### Exercise requirements
Count how many lines in the items below contain the string "velvet", matching case exactly, and reply with the number alone.

### Supplied material
⁂
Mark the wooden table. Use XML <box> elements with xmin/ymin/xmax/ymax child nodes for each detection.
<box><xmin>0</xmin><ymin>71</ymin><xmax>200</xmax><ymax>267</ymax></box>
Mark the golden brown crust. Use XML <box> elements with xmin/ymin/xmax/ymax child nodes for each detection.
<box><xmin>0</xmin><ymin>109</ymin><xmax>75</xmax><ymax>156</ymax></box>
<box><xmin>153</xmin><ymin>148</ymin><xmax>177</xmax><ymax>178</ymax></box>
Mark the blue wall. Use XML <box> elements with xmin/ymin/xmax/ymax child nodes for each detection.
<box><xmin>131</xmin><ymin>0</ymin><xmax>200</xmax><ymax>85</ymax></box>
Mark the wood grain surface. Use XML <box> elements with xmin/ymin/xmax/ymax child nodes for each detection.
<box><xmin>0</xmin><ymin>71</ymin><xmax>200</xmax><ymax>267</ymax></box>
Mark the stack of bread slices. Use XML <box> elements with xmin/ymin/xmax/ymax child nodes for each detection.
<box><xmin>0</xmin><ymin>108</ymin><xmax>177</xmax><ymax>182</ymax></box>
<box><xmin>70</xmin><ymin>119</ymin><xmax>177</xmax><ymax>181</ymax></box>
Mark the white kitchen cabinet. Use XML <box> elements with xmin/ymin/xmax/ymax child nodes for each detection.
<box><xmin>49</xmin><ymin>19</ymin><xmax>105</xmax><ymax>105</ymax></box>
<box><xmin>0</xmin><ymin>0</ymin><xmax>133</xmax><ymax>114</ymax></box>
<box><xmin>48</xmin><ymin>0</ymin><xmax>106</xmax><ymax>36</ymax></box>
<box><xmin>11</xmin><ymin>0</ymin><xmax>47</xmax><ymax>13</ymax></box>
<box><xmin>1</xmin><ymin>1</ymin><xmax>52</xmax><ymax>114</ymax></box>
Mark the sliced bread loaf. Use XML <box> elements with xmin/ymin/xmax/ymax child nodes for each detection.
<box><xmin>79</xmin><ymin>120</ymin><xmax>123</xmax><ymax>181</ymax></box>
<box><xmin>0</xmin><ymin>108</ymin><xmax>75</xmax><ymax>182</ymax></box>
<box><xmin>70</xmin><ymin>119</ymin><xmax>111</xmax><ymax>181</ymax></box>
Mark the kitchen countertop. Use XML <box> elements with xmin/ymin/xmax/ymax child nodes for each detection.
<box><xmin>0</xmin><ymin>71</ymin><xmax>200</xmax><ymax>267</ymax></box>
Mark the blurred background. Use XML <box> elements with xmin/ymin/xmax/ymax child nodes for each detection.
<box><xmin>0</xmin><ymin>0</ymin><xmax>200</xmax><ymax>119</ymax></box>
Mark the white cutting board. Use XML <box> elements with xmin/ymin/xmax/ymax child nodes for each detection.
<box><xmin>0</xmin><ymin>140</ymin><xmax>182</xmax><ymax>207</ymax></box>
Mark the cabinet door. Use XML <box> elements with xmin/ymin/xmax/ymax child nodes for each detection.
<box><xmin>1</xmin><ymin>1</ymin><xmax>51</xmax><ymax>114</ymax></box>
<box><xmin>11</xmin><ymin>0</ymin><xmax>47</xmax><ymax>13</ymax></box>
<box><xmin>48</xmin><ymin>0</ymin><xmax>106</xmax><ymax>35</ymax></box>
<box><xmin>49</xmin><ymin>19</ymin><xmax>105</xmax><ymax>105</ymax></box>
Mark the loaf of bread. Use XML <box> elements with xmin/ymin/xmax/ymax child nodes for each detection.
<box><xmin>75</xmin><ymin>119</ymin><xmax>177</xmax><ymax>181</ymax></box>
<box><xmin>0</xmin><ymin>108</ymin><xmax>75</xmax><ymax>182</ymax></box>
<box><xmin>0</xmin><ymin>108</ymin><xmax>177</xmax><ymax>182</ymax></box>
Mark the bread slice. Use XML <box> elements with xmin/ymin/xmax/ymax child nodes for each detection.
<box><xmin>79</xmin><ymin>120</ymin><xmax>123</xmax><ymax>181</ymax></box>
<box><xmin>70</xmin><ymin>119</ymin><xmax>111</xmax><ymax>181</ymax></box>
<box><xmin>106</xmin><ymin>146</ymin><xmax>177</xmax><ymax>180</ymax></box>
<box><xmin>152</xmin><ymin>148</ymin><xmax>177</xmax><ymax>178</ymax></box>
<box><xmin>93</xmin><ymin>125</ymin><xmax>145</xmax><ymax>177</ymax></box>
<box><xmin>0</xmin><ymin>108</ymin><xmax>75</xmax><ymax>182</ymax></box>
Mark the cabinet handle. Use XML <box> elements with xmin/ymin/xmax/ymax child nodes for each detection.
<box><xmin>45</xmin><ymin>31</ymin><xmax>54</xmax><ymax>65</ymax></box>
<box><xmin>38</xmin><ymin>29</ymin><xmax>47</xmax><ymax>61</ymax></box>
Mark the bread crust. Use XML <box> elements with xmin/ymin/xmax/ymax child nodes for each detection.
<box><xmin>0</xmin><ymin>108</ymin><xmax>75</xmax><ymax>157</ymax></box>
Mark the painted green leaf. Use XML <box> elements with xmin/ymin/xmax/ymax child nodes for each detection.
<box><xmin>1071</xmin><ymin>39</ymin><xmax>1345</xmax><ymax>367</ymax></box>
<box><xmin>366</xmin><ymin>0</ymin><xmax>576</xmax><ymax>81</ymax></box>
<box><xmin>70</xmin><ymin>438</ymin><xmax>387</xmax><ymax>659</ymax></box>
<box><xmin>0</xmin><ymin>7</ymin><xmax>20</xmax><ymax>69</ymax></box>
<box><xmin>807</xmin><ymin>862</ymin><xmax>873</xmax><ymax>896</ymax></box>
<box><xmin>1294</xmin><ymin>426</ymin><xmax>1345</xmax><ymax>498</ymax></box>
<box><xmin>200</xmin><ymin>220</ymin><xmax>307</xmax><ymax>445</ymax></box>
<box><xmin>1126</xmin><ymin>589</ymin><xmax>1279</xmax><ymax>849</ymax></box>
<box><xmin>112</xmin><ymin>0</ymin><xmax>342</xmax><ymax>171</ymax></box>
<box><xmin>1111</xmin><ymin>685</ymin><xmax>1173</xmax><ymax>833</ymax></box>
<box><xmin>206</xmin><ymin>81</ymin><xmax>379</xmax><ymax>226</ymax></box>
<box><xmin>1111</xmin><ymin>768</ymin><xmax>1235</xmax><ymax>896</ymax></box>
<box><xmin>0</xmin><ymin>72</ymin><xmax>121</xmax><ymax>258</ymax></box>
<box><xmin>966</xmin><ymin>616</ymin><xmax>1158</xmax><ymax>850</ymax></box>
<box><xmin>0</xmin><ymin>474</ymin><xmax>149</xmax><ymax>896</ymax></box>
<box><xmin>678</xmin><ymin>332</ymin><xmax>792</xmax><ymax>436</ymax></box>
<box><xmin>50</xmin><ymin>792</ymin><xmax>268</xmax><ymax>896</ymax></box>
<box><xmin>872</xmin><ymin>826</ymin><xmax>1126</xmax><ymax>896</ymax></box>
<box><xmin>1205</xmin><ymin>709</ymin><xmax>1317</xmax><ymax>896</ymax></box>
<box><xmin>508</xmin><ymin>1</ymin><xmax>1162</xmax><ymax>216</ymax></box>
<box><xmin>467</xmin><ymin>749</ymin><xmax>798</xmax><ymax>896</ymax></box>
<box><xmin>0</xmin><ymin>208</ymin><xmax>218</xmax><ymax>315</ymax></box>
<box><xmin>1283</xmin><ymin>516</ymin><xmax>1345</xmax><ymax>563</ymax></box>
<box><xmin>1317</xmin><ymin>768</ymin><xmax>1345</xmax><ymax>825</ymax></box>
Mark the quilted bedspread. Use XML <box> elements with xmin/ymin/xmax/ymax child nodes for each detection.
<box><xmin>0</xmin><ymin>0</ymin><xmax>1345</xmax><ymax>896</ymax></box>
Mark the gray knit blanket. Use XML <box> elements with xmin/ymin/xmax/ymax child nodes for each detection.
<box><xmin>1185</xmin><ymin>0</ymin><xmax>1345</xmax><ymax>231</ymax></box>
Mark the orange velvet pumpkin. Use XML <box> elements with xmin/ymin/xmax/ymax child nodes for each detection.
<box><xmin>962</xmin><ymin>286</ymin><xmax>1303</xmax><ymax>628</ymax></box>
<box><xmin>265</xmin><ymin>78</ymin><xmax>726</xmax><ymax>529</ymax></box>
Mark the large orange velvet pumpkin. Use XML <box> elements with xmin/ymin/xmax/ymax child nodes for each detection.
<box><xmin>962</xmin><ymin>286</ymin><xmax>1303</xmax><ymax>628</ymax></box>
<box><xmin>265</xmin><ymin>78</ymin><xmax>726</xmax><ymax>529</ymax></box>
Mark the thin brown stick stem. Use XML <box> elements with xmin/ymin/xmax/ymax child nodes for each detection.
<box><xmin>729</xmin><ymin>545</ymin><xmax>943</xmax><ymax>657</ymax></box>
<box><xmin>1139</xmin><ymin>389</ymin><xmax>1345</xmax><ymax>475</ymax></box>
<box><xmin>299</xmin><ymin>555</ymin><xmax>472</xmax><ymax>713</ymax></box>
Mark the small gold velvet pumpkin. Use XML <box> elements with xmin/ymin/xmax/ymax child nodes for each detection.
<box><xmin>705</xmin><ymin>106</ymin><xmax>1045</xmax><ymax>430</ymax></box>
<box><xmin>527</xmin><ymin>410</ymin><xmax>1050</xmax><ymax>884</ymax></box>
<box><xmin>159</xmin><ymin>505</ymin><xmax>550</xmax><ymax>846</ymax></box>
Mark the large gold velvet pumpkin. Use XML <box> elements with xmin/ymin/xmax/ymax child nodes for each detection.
⁂
### Correct output
4